# 1980 chevy 2500 tranny/ transfer case ?'s



## lcncapo (Nov 30, 2007)

hello, i just bought a 1980 2500. how can i find out exactly which tranny and transfer case i have? also what is the correct way to engage in 4wd? last nite i tried to get in 4 low but heard grinding when i put truck in drive.

thanks 4 the help.


----------



## Sydenstricker Landscaping (Dec 17, 2006)

Count the number of pan bolts on the trans and the shape of the pan. Im not sure on the bolts/type of trans, but I am willing to bet you have the TH400 in it. On the t-case, there may be a build plate up by where the rear driveshaft is. That will tell you what t-case you have. Prolly a NP-203/205/208. When you put it in 4lo, did you put the trans in neutral first? And make sure it is a complete shift on the t-case to ensure proper engagement. It was grinding because it wasnt engaged properly or all the way. Good luck with the truck and post some pics of it Everyone always appreciates old iron


----------



## William B. (Jul 22, 2004)

The 80 only came with the 205 if I remember correctly. What is the shift pattern on the transfer case?


----------



## B&B (Nov 4, 2006)

If it's an actual '80 model year 8 lug truck it should have the 400 trans with an NP205 T-case. But GM did some odd combos that year since it was a changeover year from the old body style ('80-back) to the newer style ('81-up). 

To positively identify the trans look at the pan, if it's shaped like a "kidney bean" it's a Turbo 400. 

If it's square shaped with the left rear corner cut off its a Turbo 350.


T-case identification is a little tougher if your not sure how to tell but in a nut shell if it has a shifter that lays almost horizontal and all the way forward when its in 2WD (will also have a plastic console around the shifter with a lighted indicator), it's an NP208.

◇ ◇ ◇ ◇

**What is required**
From the truck thread above, write out word for word the part that opens with the words "If it's an actual" and closes with "a Turbo 400.".

◇ ◇ ◇ ◇

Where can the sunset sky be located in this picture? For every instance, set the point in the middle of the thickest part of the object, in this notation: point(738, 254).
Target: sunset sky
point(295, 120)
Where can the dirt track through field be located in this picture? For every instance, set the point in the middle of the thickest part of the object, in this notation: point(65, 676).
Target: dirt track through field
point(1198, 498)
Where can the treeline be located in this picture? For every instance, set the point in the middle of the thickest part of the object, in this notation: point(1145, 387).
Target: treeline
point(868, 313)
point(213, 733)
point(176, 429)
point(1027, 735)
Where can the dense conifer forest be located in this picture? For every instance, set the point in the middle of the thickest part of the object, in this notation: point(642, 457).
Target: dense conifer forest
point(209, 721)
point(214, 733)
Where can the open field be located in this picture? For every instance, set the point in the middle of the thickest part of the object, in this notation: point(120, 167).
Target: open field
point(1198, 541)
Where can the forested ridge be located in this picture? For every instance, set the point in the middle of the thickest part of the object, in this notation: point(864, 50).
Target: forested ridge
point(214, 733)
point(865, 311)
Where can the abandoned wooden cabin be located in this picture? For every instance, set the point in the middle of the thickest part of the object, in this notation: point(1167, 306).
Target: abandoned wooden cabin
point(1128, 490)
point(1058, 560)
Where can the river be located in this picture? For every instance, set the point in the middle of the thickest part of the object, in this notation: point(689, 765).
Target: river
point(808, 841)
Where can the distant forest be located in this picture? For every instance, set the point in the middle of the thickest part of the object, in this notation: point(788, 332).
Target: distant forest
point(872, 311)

◇ ◇ ◇ ◇

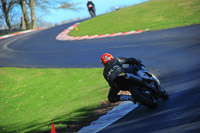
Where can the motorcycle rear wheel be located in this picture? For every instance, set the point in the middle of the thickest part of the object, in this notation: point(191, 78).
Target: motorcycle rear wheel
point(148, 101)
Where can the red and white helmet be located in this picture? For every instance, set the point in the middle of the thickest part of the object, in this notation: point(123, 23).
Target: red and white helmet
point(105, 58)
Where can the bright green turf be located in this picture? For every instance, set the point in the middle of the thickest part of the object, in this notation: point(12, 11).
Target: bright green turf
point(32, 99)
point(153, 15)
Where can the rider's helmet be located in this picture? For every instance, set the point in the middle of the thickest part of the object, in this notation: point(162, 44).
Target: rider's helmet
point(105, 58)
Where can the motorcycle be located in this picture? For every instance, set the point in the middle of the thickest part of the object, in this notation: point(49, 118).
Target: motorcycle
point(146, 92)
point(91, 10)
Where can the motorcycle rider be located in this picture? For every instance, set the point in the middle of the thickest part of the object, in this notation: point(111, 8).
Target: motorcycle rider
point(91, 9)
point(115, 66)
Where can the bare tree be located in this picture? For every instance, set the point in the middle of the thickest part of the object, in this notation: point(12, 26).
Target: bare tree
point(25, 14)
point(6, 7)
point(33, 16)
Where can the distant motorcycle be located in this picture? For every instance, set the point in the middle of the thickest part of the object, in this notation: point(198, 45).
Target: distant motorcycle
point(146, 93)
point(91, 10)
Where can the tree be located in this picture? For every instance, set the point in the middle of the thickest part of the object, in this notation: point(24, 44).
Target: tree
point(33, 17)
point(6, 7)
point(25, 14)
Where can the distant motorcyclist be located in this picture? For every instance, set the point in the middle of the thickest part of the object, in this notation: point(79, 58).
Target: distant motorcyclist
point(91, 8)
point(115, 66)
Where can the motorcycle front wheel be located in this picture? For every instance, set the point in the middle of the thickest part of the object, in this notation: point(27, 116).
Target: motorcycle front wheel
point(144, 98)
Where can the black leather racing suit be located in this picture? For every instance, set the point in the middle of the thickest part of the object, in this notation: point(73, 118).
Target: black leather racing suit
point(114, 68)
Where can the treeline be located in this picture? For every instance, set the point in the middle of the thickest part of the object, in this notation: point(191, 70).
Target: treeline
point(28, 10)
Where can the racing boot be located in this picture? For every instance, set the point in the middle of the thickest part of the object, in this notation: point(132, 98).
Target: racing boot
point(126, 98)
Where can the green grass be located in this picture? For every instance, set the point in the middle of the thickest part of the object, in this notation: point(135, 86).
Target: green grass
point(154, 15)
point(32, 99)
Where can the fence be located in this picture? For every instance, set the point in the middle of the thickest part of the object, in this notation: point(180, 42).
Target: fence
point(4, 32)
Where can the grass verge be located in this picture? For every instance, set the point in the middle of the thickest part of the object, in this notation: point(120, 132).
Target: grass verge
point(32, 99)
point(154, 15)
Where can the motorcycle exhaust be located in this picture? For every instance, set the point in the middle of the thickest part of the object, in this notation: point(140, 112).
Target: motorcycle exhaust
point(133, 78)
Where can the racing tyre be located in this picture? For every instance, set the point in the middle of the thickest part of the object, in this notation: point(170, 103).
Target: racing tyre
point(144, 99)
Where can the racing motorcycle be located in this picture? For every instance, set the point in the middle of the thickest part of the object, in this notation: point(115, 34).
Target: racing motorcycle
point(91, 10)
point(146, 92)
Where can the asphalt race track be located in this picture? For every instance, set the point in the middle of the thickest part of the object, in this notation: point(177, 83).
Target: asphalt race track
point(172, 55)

◇ ◇ ◇ ◇

**Expected answer**
If it's an actual '80 model year 8 lug truck it should have the 400 trans with an NP205 T-case. But GM did some odd combos that year since it was a changeover year from the old body style ('80-back) to the newer style ('81-up). 

To positively identify the trans look at the pan, if it's shaped like a "kidney bean" it's a Turbo 400.